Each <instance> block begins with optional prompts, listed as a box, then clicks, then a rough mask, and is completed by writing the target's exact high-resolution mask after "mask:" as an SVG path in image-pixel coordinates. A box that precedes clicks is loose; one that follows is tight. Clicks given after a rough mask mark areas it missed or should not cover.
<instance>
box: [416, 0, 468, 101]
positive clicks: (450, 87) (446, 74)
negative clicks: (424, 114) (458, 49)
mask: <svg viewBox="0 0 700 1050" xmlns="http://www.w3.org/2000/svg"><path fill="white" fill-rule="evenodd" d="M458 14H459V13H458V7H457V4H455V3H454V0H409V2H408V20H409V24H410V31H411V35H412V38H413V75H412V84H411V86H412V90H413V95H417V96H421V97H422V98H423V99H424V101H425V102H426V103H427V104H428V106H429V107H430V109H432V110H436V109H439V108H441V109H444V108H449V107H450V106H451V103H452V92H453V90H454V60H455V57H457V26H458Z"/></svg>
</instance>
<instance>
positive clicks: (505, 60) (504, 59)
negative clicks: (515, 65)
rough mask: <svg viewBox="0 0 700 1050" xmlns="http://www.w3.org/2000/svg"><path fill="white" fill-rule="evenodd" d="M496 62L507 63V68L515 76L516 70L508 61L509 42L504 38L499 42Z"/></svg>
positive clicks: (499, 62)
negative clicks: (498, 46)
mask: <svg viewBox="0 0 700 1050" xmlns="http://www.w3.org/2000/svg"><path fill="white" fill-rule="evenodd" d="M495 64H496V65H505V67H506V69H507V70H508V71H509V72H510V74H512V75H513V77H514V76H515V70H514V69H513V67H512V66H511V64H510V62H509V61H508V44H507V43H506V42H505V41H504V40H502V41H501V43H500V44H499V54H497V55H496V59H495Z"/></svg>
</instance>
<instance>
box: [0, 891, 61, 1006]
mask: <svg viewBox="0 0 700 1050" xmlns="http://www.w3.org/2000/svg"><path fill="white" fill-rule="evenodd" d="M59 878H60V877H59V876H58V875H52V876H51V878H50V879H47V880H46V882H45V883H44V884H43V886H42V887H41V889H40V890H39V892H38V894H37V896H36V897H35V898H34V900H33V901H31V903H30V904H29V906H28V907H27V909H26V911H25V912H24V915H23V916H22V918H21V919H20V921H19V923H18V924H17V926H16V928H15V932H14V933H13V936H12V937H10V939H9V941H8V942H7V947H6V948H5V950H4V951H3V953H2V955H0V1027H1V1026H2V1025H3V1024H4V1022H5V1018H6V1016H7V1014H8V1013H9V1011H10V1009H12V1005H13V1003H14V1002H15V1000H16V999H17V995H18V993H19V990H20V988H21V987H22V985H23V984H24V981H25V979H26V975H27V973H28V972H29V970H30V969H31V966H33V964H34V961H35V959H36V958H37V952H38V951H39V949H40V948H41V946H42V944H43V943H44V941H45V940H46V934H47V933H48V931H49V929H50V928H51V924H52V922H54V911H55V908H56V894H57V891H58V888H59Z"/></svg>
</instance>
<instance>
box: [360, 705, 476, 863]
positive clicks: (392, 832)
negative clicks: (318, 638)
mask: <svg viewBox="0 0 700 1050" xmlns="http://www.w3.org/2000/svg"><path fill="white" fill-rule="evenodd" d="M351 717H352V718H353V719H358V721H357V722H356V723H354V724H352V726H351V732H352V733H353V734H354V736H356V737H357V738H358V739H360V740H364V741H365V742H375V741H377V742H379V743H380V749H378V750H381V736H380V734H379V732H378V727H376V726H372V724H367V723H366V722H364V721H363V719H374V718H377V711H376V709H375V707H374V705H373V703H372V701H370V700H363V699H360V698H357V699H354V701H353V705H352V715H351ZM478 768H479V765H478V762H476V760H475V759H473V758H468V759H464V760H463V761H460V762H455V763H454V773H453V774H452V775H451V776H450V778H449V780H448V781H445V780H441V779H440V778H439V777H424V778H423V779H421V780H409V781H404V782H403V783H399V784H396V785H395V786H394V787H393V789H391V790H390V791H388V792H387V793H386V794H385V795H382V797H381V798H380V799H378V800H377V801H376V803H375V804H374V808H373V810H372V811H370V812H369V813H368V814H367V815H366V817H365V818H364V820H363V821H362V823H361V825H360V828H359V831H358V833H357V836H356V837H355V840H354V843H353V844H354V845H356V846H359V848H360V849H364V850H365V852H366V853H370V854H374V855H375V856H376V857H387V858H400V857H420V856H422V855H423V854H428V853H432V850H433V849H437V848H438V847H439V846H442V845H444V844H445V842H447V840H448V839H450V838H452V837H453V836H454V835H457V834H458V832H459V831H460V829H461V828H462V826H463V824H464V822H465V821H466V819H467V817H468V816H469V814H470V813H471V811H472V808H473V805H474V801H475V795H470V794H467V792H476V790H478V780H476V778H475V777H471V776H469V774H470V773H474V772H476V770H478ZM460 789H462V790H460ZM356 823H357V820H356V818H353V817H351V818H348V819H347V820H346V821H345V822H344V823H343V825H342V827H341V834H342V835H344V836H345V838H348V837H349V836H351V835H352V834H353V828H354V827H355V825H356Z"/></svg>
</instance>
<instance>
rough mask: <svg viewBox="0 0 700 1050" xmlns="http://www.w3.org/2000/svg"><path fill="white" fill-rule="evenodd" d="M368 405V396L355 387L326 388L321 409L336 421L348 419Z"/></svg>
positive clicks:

> _Assignment_
Every line above that includes the word "positive" should be listed.

> _Answer to this problem_
positive clicks: (450, 87) (446, 74)
positive clicks: (505, 60) (504, 59)
positive clicks: (499, 62)
positive clicks: (392, 832)
positive clicks:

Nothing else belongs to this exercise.